■ **EXCERPTED TEXT**
Table 4 also shows the fixed effect of the LMM for the craniocervical angle (CC). Carrying a bag was associated with a significant 2.70° increase in the CC angle (p = 0.018). As with the CV angle, this also indicates a more protracted head posture when encumbered with a schoolbag. Moving from first to fifth grade showed a significant 2.99° increase in the CC angle (p = 0.017), indicating that the CC angle increases with age. BMI had a positive but non-significant effect on the CC angle (0.35° per unit increase in BMI, p = 0.205). The interaction between grade and condition was also not significant (p = 0.785), meaning that the school-bag’s effect on the CC angle likely did not differ between grades. Also, very similarly to the CV angles, the random intercept variance (33.28°) and random slope variance (0.32°) showed moderate individual differences in baseline CC angle but very consistent responses to the bag condition across children.

Discussion

The present study aimed to investigate how school-bag load affects posture and body mechanics in children across two key educational stages, first and fifth grade, through a combination of anthropometric and kinematic analyses. The intention was to evaluate how growing bodies respond to external load in terms of both biomechanical posture and stability.

As expected, children in fifth grade were significantly taller and heavier than their first-grade equivalents. Although the absolute weight of schoolbags increased with grade level, the relative load decreased: in first grade, schoolbags represented on average 15.1% of body weight in boys and 17.7% in girls, whereas in fifth grade this fell to 12.3% and 13.0%, respectively. Despite this proportional reduction, postural adaptations due to schoolbag carriage were still clearly observed in both age groups. This aligns with reports that deviations can occur even when schoolbag weight remains within the recommended 10–15% of body weight [22]. Our findings therefore suggest that physical maturation alone does not fully mitigate compensatory responses to external load.

The most pronounced postural change induced by the schoolbag was a reduction in CV angle and an increase in CC angle, indicating forward head posture. In our models, carrying a bag decreased the CV angle by 5.53° and increased the CC angle by 2.70°, demonstrating a consistent shift toward head protraction. These findings are broadly consistent with previous work showing cervical adaptations under load [23], and our longitudinal design shows that these compensations persist despite physical maturation. BMI emerged as a significant predictor of CV angle: children with higher BMI exhibited more pronounced forward head posture. This demonstrates the interplay between external load and body composition and is consistent with broader public health concerns regarding childhood obesity and its musculoskeletal consequences [24, 25]. Heavier children may rely on stronger compensatory strategies to stabilise the head and trunk under load.

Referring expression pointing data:
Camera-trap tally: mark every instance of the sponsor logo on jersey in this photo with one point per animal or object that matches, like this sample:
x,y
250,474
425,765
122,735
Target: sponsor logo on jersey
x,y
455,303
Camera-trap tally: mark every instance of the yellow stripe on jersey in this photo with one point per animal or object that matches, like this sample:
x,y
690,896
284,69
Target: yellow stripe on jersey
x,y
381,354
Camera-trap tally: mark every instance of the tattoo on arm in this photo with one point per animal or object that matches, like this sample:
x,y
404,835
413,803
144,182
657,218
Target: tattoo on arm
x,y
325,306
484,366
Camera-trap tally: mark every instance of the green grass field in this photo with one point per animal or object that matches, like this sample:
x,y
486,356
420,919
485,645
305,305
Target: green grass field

--

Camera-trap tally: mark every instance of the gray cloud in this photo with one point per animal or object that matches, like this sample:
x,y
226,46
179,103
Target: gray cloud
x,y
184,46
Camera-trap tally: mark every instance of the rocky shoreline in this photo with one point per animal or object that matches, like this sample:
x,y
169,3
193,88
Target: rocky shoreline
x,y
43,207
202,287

■ **TO DO**
A. Answer these questions using the excerpt on school-bag load and children's posture, one line per answer, marked (i), (ii) and (iii):
(i) By how many degrees did carrying a bag increase the CC angle?
(ii) On average, what percentage of body weight did schoolbags represent for first-grade girls?
(iii) Which factor emerged as a significant predictor of CV angle?
B. Pick up the excerpt on school-bag load and children's posture after its final sentence and keep writing in the same style.

■ **ANSWER LIST**
A.
(i) 2.70°
(ii) 17.7%
(iii) BMI

B.
CoG responses further illustrate these compensatory patterns. Sagittal CoG shift remained relatively stable across grades, whereas vertical CoG displacement decreased significantly with age by 0.36 cm, suggesting improved load-handling capacity as children grow. BMI was also a significant predictor of sagittal CoG shift: each 1-unit increase in BMI was associated with a 0.13 cm decrease in forward CoG displacement, indicating that larger or heavier children tended to shift their CoG less anteriorly under load than their lighter peers. By contrast, BMI was not significantly associated with vertical CoG movement, suggesting that body composition influenced how children controlled the fore-aft position of their CoG rather than its vertical displacement. However, even this improvement did not eliminate compensatory mechanisms, indicating that the neuromuscular system continues to adapt under load. Prior studies have linked repeated load carriage to altered sensory integration and changes in neuro-motor control [26], and our findings support this perspective by demonstrating persistent CoG adjustments in both younger and older children. Comparable associations between postural alignment and functional balance have been observed in athletic youth populations as well, such as in 10–12-year-old wrestlers, where posture was linked to dynamic balance performance [27]. Together, these findings underscore the importance of considering body composition and neuromotor control in understanding children’s postural adaptations to load.

These biomechanical observations underscore the importance of school-based ergonomic interventions. Previous research shows that posture education can improve backpack handling and spinal alignment [28, 29], and our findings reinforce the practical value of such programmes. Given the observed influence of BMI on cervical posture, preventive strategies may be particularly important for children with higher body mass, who appear more vulnerable to load-related deviations. Although our study captures medium-term adaptations, the potential long-term consequences of habitual forward head posture and altered CoG control warrant further exploration. Future studies should integrate balance assessments or proprioceptive testing to better understand how load carriage interacts with neuromuscular development over time.

Study limitations

Several limitations of this study should be acknowledged. First, although our four-year follow-up captures short- to medium-term adaptations, it does not allow us to determine whether the observed compensations accumulate into long-term musculoskeletal problems; longer prospective studies with repeated biomechanical and clinical assessments will be needed to address this.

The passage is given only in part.